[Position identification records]
▶
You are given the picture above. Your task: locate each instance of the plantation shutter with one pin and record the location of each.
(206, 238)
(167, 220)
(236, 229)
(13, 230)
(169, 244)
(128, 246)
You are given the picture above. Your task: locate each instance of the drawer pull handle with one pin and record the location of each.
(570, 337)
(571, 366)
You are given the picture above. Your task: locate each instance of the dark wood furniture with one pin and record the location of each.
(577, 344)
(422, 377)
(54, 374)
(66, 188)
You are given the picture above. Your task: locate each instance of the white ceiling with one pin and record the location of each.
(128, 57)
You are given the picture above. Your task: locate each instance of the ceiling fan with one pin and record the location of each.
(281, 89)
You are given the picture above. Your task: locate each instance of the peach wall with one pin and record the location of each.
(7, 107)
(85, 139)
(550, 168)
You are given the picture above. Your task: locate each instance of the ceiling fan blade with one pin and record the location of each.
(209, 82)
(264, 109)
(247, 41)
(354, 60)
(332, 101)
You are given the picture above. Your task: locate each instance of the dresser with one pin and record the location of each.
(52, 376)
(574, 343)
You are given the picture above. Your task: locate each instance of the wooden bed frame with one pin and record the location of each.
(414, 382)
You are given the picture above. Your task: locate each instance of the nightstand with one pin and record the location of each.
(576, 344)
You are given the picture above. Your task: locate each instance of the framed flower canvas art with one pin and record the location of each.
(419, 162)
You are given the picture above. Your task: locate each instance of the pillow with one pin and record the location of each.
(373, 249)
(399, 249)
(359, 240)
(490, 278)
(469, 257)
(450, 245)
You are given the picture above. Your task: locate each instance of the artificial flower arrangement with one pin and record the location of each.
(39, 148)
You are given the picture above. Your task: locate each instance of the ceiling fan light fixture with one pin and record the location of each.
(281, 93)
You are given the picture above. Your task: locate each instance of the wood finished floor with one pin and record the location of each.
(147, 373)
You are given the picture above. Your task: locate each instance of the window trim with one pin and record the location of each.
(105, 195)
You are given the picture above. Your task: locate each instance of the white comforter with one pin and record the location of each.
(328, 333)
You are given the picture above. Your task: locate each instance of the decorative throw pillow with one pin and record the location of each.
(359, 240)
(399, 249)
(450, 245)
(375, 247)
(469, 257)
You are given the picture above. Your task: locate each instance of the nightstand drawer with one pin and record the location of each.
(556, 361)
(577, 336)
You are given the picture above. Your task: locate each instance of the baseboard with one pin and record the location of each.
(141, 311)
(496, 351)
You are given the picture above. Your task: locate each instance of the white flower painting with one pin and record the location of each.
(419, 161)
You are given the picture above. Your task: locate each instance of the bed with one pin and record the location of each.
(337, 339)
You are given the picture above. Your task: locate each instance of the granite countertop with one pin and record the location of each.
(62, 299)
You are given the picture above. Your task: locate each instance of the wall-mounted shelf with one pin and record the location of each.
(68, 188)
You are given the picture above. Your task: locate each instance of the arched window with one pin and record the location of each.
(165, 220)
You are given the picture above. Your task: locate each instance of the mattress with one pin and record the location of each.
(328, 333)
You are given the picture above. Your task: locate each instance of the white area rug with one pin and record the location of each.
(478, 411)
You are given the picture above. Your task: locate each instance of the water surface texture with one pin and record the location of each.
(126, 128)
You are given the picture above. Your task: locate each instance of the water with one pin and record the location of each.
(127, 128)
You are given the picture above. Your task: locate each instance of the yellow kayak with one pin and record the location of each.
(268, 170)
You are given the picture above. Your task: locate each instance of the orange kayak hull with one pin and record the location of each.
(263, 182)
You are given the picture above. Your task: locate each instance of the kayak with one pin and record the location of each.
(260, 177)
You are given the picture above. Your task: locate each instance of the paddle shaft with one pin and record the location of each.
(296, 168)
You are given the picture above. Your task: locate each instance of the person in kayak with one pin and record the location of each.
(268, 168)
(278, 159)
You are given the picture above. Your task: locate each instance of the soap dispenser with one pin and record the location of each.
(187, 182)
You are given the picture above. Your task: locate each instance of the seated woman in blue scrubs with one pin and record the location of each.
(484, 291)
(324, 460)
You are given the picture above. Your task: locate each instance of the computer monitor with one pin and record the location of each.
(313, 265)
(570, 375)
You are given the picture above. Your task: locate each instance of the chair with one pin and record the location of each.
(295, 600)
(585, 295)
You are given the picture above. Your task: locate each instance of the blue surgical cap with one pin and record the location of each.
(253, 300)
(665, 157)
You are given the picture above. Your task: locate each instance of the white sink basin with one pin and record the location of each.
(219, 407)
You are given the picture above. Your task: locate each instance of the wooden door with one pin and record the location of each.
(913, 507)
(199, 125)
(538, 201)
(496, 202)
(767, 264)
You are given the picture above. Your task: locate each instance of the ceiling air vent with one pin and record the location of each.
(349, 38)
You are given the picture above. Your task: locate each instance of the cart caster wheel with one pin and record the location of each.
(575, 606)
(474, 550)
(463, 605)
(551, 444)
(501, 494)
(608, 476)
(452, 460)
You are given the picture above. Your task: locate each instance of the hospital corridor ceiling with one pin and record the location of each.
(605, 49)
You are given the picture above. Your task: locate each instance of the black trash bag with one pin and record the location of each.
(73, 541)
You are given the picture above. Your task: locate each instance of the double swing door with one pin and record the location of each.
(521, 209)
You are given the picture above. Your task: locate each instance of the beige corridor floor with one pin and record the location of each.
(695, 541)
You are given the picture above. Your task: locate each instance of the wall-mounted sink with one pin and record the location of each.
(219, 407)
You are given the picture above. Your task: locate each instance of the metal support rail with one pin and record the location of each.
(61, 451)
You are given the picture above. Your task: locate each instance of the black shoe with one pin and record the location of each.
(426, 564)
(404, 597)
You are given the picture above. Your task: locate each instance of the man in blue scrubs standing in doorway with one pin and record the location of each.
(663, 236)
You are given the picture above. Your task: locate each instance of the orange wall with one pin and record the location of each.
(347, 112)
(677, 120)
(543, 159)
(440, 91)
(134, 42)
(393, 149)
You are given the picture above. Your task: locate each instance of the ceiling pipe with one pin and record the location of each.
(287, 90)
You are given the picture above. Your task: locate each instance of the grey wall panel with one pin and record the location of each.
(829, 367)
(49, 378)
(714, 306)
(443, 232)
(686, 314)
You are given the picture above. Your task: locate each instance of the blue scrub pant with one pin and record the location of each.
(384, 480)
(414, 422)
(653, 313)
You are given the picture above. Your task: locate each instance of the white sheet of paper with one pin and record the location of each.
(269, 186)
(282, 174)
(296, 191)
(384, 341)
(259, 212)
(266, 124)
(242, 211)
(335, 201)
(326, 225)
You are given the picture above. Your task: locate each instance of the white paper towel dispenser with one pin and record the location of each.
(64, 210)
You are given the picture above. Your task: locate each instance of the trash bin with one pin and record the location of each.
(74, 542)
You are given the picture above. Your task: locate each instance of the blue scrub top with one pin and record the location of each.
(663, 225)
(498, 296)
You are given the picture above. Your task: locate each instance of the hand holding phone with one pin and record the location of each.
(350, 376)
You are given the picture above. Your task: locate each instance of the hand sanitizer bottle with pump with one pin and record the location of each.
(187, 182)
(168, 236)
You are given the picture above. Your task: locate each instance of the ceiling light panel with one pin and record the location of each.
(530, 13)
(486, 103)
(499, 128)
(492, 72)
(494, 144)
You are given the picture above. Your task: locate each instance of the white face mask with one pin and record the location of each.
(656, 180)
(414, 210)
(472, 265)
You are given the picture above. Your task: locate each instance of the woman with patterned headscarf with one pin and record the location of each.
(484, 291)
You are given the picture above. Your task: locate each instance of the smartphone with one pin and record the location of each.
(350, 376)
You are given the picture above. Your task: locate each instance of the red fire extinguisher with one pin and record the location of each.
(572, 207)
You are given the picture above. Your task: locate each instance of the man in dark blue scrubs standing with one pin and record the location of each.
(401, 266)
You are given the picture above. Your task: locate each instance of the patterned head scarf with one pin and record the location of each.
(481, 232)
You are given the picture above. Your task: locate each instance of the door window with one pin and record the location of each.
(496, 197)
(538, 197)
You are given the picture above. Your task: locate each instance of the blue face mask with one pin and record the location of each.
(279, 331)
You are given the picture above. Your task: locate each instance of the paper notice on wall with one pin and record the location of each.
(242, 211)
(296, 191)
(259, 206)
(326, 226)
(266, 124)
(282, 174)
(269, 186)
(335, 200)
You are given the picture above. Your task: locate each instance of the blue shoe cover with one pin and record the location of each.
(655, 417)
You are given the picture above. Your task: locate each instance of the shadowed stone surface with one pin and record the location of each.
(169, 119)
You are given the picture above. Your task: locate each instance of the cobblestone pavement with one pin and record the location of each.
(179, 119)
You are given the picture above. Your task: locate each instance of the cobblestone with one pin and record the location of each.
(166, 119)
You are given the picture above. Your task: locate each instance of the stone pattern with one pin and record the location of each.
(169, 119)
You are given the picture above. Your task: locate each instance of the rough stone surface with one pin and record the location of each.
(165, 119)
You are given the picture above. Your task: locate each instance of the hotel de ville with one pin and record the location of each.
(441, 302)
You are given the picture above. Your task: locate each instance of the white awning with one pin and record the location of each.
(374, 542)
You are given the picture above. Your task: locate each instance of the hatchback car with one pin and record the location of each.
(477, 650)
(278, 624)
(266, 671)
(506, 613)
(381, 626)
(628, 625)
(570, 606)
◀
> **What is expected**: Every line from the one containing "of the door" through the last line must be copied exactly; leave out the rest.

> **Solution to the exercise**:
You are given the picture above. Your task: locate each instance of the door window with one pin and record the location of each.
(496, 197)
(538, 197)
You are given the picture above. Your task: locate each instance of the blue face mask with one pin and record the location of each.
(279, 331)
You are given the picture above. Your task: locate each instance of the paper notice on wall with one pin and record the location of each.
(242, 211)
(296, 191)
(259, 206)
(326, 226)
(266, 124)
(282, 174)
(269, 186)
(335, 200)
You are given the picture above. Your task: locate each instance of the blue shoe cover with one pin and record the location of each.
(655, 417)
You are given the picture above. Your task: locate each instance of the shadowed stone surface with one pin and record the location of each.
(169, 119)
You are given the picture above. Your task: locate each instance of the cobblestone pavement with one pin and record the location of each.
(179, 119)
You are given the picture above. Your task: locate each instance of the cobblestone with one pin and record the location of each.
(166, 119)
You are given the picture above. Your task: locate each instance of the stone pattern with one pin and record the location of each.
(169, 119)
You are given the picture above. Your task: locate each instance of the rough stone surface with one pin and record the location of each.
(165, 119)
You are given the picture above. Your task: locate each instance of the hotel de ville with one pin and record the location of each.
(441, 302)
You are given the picture above. Your task: locate each instance of the white awning with one pin and record the location of each.
(374, 542)
You are given the picture above. Your task: locate each instance of the hatchback car with one pin and record the location of each.
(477, 650)
(278, 624)
(266, 671)
(506, 613)
(381, 626)
(628, 625)
(570, 606)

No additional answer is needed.